DATA SUPPLIED –
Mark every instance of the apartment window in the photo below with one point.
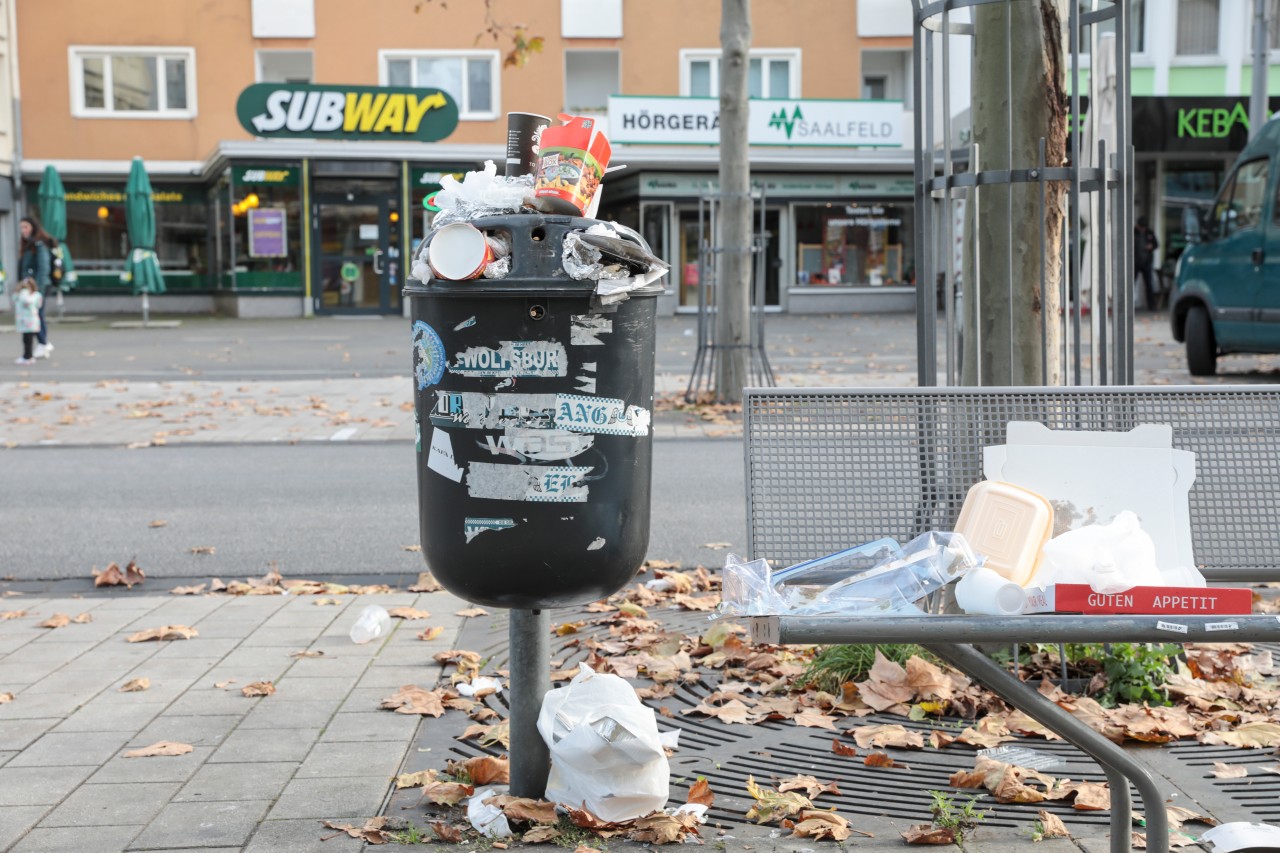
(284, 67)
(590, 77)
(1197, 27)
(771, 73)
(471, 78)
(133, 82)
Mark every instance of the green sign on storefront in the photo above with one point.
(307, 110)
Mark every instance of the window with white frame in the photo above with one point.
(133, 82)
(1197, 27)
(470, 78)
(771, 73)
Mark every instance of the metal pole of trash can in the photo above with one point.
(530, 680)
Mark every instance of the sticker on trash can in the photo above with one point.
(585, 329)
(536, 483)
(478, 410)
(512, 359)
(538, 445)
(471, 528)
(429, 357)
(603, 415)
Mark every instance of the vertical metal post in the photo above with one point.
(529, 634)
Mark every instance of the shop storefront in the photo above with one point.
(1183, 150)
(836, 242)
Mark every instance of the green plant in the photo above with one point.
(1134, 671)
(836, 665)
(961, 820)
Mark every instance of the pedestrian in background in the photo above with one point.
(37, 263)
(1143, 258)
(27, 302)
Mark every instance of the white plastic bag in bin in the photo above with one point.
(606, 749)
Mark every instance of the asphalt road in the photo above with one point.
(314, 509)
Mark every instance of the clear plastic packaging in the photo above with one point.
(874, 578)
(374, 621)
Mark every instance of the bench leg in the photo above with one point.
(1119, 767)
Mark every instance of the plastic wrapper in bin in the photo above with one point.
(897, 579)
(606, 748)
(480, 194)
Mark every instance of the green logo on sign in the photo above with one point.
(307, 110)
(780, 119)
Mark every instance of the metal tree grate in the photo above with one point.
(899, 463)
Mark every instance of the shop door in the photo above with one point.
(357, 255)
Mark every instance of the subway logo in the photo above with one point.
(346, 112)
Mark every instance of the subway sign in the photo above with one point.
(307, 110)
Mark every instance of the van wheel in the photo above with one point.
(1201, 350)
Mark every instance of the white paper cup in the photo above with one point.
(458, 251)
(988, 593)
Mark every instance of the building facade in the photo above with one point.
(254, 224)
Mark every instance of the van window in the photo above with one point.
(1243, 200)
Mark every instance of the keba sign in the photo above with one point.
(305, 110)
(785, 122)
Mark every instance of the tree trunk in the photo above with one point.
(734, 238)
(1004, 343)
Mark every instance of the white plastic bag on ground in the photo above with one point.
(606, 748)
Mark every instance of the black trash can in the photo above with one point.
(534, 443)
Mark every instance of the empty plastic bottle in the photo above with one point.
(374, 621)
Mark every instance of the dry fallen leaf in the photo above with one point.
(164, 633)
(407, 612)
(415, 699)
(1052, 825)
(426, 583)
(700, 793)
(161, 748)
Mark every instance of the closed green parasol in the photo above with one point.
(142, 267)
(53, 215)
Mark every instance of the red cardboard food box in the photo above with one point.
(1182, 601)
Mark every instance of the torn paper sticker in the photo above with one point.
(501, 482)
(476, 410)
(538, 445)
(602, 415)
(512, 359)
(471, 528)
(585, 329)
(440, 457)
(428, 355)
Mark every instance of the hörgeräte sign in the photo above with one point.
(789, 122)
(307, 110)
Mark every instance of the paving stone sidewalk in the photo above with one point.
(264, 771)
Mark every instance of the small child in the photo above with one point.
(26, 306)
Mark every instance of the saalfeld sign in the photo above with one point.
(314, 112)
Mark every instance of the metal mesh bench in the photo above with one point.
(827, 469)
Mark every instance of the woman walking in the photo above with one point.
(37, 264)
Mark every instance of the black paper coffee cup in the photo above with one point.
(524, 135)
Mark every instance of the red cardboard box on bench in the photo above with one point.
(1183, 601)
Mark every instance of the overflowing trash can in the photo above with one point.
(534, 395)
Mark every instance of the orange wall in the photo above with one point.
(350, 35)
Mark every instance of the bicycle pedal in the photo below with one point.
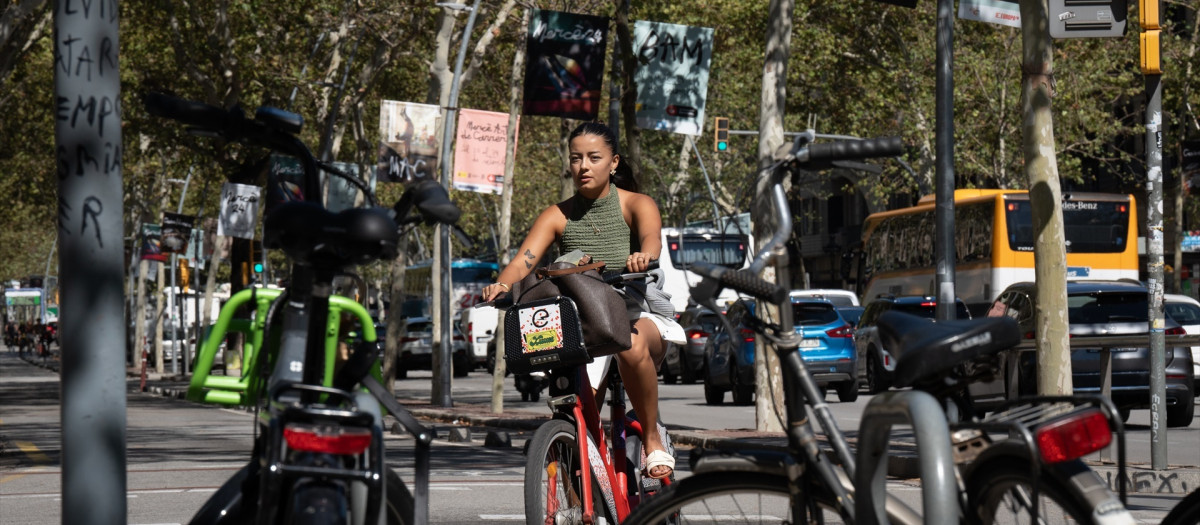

--

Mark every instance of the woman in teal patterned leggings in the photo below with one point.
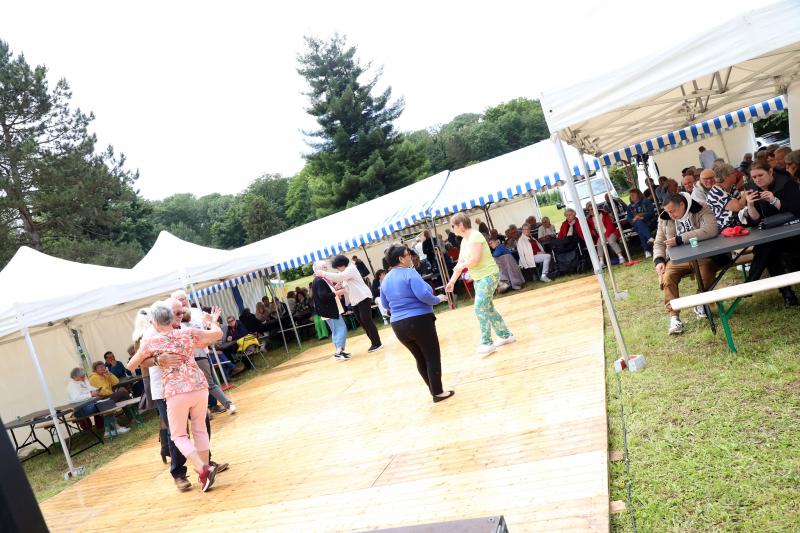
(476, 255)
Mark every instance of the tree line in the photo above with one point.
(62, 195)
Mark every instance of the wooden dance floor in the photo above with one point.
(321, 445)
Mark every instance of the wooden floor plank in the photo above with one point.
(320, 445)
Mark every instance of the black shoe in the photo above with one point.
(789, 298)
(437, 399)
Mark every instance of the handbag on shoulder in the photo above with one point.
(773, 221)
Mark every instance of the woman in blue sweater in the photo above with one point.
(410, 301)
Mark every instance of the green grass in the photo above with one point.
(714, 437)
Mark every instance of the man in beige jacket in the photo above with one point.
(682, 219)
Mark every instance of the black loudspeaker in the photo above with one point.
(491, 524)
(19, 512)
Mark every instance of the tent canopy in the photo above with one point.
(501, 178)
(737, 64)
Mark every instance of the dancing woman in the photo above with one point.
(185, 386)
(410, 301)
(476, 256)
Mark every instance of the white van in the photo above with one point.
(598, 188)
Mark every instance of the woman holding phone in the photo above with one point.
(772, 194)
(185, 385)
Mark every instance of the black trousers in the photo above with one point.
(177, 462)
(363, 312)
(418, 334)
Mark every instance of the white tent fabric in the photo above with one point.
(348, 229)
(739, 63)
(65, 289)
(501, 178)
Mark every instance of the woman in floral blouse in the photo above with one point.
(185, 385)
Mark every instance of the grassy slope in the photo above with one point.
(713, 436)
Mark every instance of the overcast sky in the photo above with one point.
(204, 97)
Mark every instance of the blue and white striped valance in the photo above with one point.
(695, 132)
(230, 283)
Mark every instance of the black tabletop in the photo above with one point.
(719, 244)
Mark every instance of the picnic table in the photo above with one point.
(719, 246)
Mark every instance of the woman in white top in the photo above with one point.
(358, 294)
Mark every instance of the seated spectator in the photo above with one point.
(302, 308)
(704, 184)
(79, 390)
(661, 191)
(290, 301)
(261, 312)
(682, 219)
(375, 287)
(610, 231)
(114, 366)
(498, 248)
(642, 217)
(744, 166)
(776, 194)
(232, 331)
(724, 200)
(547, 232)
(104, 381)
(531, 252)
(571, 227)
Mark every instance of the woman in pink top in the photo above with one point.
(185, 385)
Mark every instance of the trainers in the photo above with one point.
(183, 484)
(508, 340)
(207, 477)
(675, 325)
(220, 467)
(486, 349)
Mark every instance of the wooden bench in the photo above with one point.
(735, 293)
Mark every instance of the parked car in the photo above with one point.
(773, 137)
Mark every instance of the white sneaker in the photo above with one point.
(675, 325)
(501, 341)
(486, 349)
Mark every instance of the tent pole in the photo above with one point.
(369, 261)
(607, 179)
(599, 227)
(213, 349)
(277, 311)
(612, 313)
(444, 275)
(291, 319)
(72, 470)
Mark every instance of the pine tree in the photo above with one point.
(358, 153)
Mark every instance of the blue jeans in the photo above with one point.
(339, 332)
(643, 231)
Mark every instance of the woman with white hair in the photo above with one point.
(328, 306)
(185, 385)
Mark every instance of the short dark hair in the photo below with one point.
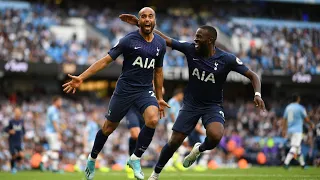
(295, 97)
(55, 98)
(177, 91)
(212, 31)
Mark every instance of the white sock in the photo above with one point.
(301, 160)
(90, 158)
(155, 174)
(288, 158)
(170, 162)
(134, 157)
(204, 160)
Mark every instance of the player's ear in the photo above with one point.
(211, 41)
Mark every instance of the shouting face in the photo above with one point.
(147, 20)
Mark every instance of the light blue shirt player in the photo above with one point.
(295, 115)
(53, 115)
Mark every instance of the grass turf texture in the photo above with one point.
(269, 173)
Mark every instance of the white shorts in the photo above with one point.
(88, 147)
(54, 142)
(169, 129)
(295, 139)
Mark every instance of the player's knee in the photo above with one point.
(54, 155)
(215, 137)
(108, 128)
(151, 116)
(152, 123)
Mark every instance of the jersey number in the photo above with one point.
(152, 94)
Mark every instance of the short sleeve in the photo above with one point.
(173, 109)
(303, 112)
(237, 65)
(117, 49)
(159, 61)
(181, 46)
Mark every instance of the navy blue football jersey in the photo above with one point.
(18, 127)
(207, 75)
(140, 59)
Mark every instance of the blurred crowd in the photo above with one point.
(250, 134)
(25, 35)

WHAT IS ASKED –
Copy everything from the line containing "Mark every instance of the saalfeld" down to the line containing "Mark every instance of the bicycle", both of those lines included, reproducing each line without any change.

WRITTEN SOLUTION –
Mark every instance of the saalfeld sign in the photo above with one point.
(314, 112)
Mark every instance of the metal mesh bench in the photo above with one point.
(827, 469)
Mark every instance of the woman walking in the photo above with one point.
(37, 264)
Mark every instance of the black paper coffee cup in the photo above with one point.
(524, 135)
Mark every instance of the red cardboard box on bench in the photo above with one point.
(1183, 601)
Mark every instance of the overflowing trash can in the photo above with one point.
(534, 395)
Mark every instance of the orange wall in the photo above with one point.
(350, 35)
Mark every instance of the bicycle pedal in the photo below with one point.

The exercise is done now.